= PROBLEM =
Copy out the whole passage on downtown Chicago parking and pandemic recovery word for word.

PROVIDED PASSAGE Block Start

Digital parking is a steep, jagged line breaking through the pre-pandemic benchmark exponentially faster than other recovery metrics.

Streetsblog has been following monthly recovery reports issued by the Chicago Loop Alliance, which aggregate data on parking, public transportation ridership, office space and hotel occupancy, and pedestrian counters, as well as responses from Loop Alliance member surveys to track physical and economic activity downtown throughout the pandemic. Disproportionately high levels of car parking in the Loop, as compared to other metrics, has been a source of alarm. Last month, when parking levels reached over 80 percent of the same time in 2019, while all other metrics remained below 50 percent of “normal” and major employers like BMO Harris and JPMorgan Chase announced they would collectively bring ten thousand workers to the Loop in June, I warned of a fast-impending carmageddon should workers not return to public transportation or active modes for their commutes.

The Loop Alliance May report sheds a sliver of light on why personal car use is so astronomically high while office buildings stand mostly empty. The car parking data is now available into two categories: Digital parking bookings, mostly used for one-off, infrequent or short visits to the Loop, and parking garages, which are used primarily by commuters. The parking garage rates in May—the first month this data was available—was at about 56 percent of 2019 levels. Not as high as the prior month’s report based exclusively on digital bookings, but still double the office occupancy rate. Office occupancy increased to about 25 percent in May, the highest it has been since March 2020.

PROVIDED PASSAGE Block End
SUPPLIED INFORMATION Block Start

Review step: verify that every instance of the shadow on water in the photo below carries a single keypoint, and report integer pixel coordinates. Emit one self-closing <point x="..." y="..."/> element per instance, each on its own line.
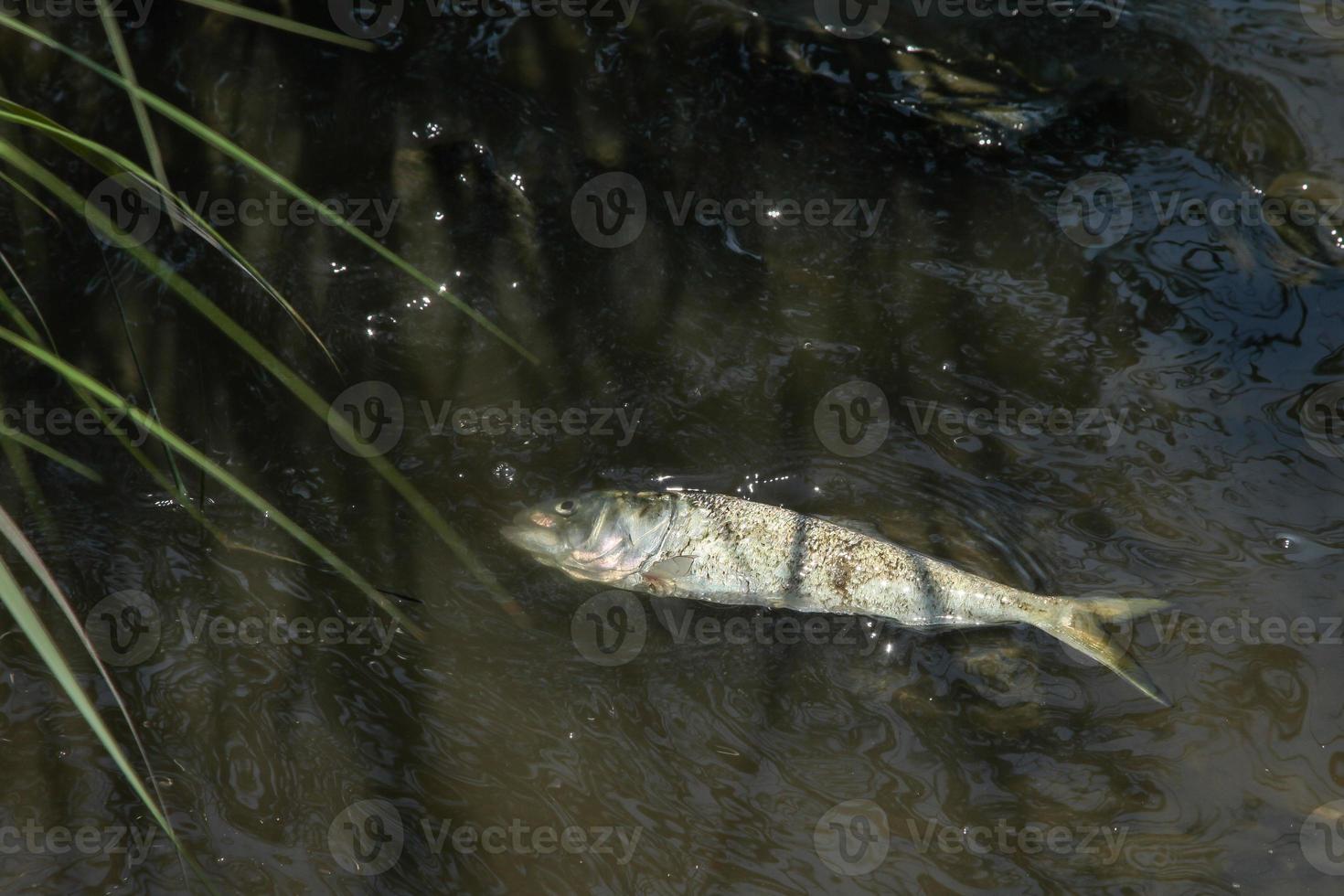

SUPPLIED INFORMATION Block End

= SOLUTION TO THIS PROBLEM =
Digital parking is a steep, jagged line breaking through the pre-pandemic benchmark exponentially faster than other recovery metrics.

Streetsblog has been following monthly recovery reports issued by the Chicago Loop Alliance, which aggregate data on parking, public transportation ridership, office space and hotel occupancy, and pedestrian counters, as well as responses from Loop Alliance member surveys to track physical and economic activity downtown throughout the pandemic. Disproportionately high levels of car parking in the Loop, as compared to other metrics, has been a source of alarm. Last month, when parking levels reached over 80 percent of the same time in 2019, while all other metrics remained below 50 percent of “normal” and major employers like BMO Harris and JPMorgan Chase announced they would collectively bring ten thousand workers to the Loop in June, I warned of a fast-impending carmageddon should workers not return to public transportation or active modes for their commutes.

The Loop Alliance May report sheds a sliver of light on why personal car use is so astronomically high while office buildings stand mostly empty. The car parking data is now available into two categories: Digital parking bookings, mostly used for one-off, infrequent or short visits to the Loop, and parking garages, which are used primarily by commuters. The parking garage rates in May—the first month this data was available—was at about 56 percent of 2019 levels. Not as high as the prior month’s report based exclusively on digital bookings, but still double the office occupancy rate. Office occupancy increased to about 25 percent in May, the highest it has been since March 2020.